Stated exercise
Rewrite the material below from its start down to and including the line containing "Trace the outline of every instance of the field", substituting "field boundary line" for every occurrence of "field sideline marking" and leaving everything else unchanged. Reproduce only those lines.

Material shown

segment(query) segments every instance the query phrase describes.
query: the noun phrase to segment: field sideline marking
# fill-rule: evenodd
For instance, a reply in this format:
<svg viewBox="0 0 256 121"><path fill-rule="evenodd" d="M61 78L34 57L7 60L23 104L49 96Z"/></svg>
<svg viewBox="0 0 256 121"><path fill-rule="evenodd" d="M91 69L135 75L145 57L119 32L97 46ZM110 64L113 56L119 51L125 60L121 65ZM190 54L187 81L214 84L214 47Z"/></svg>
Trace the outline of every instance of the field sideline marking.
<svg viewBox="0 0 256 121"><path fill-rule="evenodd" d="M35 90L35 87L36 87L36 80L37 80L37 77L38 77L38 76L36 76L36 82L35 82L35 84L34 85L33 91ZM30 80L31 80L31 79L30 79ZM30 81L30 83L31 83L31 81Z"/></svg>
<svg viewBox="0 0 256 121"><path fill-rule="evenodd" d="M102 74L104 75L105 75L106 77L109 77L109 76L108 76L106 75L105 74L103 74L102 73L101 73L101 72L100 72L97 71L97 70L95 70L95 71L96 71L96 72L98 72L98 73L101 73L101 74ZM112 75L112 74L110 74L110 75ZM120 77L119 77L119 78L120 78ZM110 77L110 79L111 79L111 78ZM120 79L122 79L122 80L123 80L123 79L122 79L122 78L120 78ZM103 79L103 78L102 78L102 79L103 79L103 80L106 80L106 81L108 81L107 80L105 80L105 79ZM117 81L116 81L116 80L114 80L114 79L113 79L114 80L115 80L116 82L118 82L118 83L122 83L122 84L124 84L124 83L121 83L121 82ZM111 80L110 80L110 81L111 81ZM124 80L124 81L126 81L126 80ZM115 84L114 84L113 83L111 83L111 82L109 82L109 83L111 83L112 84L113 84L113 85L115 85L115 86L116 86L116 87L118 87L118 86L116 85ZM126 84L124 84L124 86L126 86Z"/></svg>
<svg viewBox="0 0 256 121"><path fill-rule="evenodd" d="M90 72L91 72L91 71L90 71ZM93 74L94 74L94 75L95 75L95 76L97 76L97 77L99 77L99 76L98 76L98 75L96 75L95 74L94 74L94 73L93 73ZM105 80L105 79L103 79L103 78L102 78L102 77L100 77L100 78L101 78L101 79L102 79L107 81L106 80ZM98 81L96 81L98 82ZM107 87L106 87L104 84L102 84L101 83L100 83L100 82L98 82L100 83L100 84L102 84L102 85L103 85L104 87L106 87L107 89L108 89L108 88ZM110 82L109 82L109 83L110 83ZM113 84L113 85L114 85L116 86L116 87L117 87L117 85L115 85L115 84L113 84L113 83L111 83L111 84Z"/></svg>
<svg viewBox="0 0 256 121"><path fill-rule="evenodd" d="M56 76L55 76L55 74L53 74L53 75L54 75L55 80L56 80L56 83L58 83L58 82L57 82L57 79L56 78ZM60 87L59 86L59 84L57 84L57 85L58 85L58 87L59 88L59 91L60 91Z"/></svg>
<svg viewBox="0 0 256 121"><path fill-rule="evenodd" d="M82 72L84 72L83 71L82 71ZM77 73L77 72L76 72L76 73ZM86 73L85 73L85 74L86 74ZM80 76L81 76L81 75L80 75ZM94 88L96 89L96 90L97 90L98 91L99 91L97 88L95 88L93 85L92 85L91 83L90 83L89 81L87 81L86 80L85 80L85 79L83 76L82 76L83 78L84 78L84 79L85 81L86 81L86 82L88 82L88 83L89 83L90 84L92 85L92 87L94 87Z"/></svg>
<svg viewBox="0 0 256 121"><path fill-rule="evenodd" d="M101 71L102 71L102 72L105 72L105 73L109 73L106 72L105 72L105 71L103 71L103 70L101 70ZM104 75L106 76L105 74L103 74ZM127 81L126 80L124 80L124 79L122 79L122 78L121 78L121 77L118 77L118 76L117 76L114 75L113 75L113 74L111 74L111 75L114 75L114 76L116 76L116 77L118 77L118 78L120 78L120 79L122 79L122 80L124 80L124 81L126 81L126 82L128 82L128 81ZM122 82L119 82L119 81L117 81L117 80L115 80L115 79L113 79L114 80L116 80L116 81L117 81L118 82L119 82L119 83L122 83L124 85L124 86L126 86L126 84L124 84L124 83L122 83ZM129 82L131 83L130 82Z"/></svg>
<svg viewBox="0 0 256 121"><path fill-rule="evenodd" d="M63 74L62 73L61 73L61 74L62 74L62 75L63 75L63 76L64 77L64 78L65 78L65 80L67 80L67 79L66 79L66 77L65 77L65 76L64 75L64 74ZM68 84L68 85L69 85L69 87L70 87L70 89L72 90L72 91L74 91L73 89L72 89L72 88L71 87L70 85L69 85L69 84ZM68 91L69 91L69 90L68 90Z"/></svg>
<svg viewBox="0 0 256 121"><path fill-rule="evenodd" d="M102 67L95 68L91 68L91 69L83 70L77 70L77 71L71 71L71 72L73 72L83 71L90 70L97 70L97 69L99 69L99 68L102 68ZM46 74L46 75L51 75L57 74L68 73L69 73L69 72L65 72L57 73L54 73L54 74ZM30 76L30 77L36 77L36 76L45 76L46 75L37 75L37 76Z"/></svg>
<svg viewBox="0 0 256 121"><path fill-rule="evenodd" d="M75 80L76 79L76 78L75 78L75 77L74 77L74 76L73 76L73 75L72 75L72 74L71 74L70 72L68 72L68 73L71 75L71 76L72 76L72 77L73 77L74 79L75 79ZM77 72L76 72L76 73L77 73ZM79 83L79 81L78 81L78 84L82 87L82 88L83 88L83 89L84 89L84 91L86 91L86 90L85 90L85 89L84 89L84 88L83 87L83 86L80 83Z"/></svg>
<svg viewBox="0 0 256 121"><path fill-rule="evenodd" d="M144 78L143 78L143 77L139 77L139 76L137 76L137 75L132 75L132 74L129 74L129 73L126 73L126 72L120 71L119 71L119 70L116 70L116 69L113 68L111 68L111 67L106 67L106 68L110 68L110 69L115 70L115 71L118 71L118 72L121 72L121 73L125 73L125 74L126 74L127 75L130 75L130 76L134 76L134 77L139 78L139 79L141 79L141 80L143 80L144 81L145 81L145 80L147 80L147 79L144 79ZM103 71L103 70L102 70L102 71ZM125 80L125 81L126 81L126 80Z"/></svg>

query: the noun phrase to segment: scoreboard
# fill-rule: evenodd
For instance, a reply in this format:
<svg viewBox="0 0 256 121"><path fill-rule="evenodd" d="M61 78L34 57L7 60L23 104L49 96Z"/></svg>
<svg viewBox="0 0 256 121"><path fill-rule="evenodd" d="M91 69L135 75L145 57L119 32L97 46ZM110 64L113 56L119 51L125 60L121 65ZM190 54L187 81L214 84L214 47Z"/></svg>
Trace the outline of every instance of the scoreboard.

Finished exercise
segment(query) segments every instance the query phrase describes.
query: the noun phrase to segment: field boundary line
# fill-rule: evenodd
For instance, a reply in this format:
<svg viewBox="0 0 256 121"><path fill-rule="evenodd" d="M61 78L34 57L7 60L23 104L49 96Z"/></svg>
<svg viewBox="0 0 256 121"><path fill-rule="evenodd" d="M91 69L135 75L145 57L119 32L97 46ZM110 64L113 56L119 51L125 60L121 65ZM190 54L187 81L214 84L214 47Z"/></svg>
Trace the outline of every instance of the field boundary line.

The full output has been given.